- _Exercise instructions_
Copy the lines of the records word for word, from the line that contains "One point belongs on each instance of the stone" through the end of the records, with both ends included. Leave the pictures out of your answer.

[Stored records]

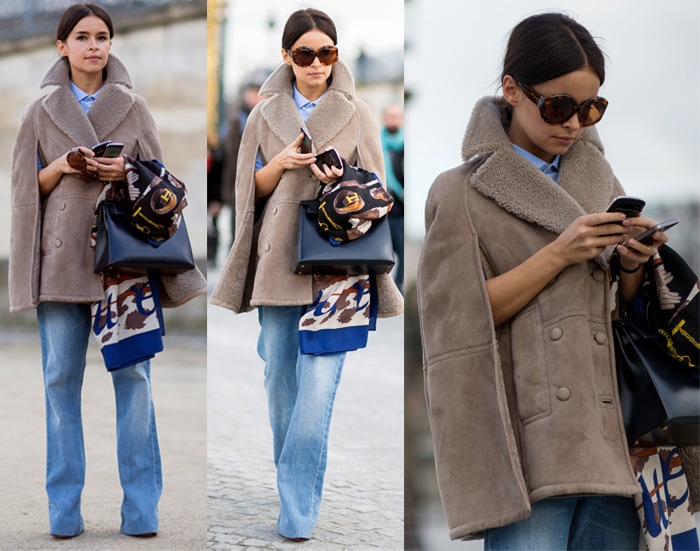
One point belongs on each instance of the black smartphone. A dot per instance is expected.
(330, 158)
(646, 238)
(99, 149)
(630, 206)
(306, 142)
(112, 150)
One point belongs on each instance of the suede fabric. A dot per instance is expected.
(529, 410)
(50, 254)
(259, 270)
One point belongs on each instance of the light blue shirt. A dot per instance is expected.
(550, 169)
(85, 100)
(305, 108)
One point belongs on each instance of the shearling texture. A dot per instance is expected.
(260, 267)
(529, 410)
(50, 254)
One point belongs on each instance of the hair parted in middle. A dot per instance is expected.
(303, 21)
(546, 46)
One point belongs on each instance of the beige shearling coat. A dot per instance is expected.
(259, 270)
(528, 410)
(50, 254)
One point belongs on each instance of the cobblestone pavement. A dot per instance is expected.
(179, 391)
(362, 504)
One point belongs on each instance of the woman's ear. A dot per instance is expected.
(511, 90)
(286, 57)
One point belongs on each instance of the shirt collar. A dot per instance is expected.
(547, 168)
(302, 102)
(79, 94)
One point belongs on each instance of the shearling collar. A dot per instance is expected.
(586, 181)
(111, 106)
(327, 119)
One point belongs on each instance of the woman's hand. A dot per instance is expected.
(588, 236)
(632, 252)
(50, 175)
(290, 157)
(109, 169)
(329, 174)
(267, 178)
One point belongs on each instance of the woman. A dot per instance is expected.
(515, 304)
(311, 88)
(51, 262)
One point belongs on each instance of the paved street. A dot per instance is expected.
(179, 387)
(362, 505)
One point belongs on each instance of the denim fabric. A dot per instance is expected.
(575, 523)
(64, 329)
(300, 389)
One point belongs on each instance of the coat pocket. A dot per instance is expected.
(529, 370)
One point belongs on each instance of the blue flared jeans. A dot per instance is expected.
(64, 329)
(301, 390)
(576, 523)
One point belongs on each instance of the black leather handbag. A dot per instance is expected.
(370, 254)
(659, 396)
(119, 247)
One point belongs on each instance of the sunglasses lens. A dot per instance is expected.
(328, 56)
(592, 111)
(303, 57)
(558, 109)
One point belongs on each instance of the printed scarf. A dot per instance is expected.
(128, 321)
(664, 507)
(340, 318)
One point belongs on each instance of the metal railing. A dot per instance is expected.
(23, 20)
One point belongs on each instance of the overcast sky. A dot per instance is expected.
(454, 51)
(651, 130)
(376, 26)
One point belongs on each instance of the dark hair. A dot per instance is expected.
(546, 46)
(75, 13)
(303, 21)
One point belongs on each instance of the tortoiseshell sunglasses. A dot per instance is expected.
(304, 56)
(559, 109)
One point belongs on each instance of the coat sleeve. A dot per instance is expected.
(473, 438)
(234, 287)
(25, 223)
(148, 140)
(369, 149)
(179, 289)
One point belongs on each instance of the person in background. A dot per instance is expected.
(392, 146)
(224, 159)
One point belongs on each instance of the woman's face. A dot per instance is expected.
(312, 79)
(87, 46)
(527, 128)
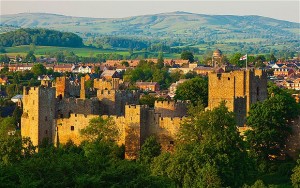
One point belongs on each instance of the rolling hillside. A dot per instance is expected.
(166, 25)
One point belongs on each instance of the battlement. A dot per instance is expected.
(107, 92)
(171, 108)
(133, 106)
(80, 116)
(36, 89)
(240, 89)
(78, 101)
(170, 103)
(172, 119)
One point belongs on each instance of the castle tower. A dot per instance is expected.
(239, 89)
(135, 129)
(216, 59)
(61, 86)
(38, 114)
(82, 88)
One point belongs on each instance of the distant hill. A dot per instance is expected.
(41, 37)
(174, 24)
(230, 33)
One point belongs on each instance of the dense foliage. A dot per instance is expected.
(41, 37)
(209, 152)
(270, 123)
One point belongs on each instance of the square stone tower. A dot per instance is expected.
(38, 113)
(239, 89)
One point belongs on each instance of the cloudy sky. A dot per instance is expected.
(283, 10)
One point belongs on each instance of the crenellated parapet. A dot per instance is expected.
(67, 106)
(239, 89)
(171, 108)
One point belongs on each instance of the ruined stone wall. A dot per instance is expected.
(67, 129)
(38, 113)
(239, 89)
(67, 106)
(171, 108)
(102, 84)
(221, 87)
(113, 101)
(66, 88)
(134, 129)
(293, 141)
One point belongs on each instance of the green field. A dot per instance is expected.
(42, 50)
(81, 52)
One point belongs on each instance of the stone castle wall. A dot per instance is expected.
(113, 101)
(102, 84)
(239, 89)
(67, 106)
(66, 88)
(171, 108)
(38, 113)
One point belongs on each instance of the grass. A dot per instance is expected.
(42, 50)
(84, 51)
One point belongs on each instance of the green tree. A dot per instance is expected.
(125, 63)
(195, 90)
(270, 122)
(38, 69)
(4, 59)
(296, 175)
(5, 69)
(209, 152)
(160, 61)
(150, 149)
(30, 57)
(187, 56)
(147, 100)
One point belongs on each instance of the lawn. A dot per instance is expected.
(84, 52)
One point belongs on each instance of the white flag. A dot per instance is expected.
(243, 57)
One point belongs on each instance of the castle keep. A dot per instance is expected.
(239, 89)
(53, 113)
(58, 112)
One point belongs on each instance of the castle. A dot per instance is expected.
(58, 112)
(239, 89)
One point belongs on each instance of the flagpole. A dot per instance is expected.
(246, 61)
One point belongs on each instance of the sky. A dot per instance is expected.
(282, 10)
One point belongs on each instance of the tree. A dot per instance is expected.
(270, 123)
(38, 69)
(187, 56)
(30, 57)
(125, 63)
(5, 69)
(296, 175)
(150, 149)
(209, 152)
(147, 100)
(160, 61)
(195, 90)
(4, 59)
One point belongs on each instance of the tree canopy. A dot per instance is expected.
(42, 37)
(209, 152)
(187, 56)
(270, 123)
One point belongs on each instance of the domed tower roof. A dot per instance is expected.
(217, 53)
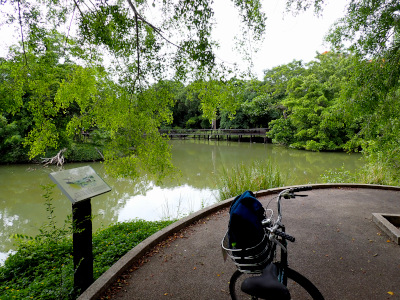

- _Expected answer_
One point belongs on each instance of the stone castle wall. A dot per instance is expected.
(113, 101)
(102, 84)
(239, 89)
(67, 106)
(66, 88)
(171, 108)
(38, 113)
One point belongs on each instance of the grass. A dot per instance is expected.
(42, 50)
(84, 51)
One point belongs on each instance of the green tree. A dot per instance is expected.
(125, 63)
(195, 90)
(270, 122)
(38, 69)
(4, 59)
(296, 175)
(5, 69)
(209, 152)
(160, 61)
(150, 149)
(30, 57)
(187, 56)
(147, 100)
One point belongs on each instance of the lawn. A dot per instance is expected.
(84, 52)
One point belongs on each instance of the white flag. A dot per instance is expected.
(243, 57)
One point belongs on each instance of the castle keep. A dot per instance is expected.
(239, 89)
(53, 113)
(58, 112)
One point belongs on each instance of the castle. A dot per instance is expected.
(58, 112)
(239, 89)
One point belongs on each instance of the flagpole. A dot per instance is expected.
(246, 61)
One point belongs on each instance of the sky. A dot per instance is expected.
(282, 10)
One point belongs on each instance of the tree. A dot per instance is expected.
(270, 123)
(38, 69)
(187, 56)
(30, 57)
(125, 63)
(5, 69)
(296, 175)
(150, 149)
(209, 152)
(147, 100)
(160, 61)
(195, 90)
(4, 59)
One point belongs on each instance of the tree canopy. A dot per instance is expected.
(42, 37)
(209, 152)
(187, 56)
(270, 123)
One point belongs on each instance of the domed tower roof. A dot per instance is expected.
(217, 53)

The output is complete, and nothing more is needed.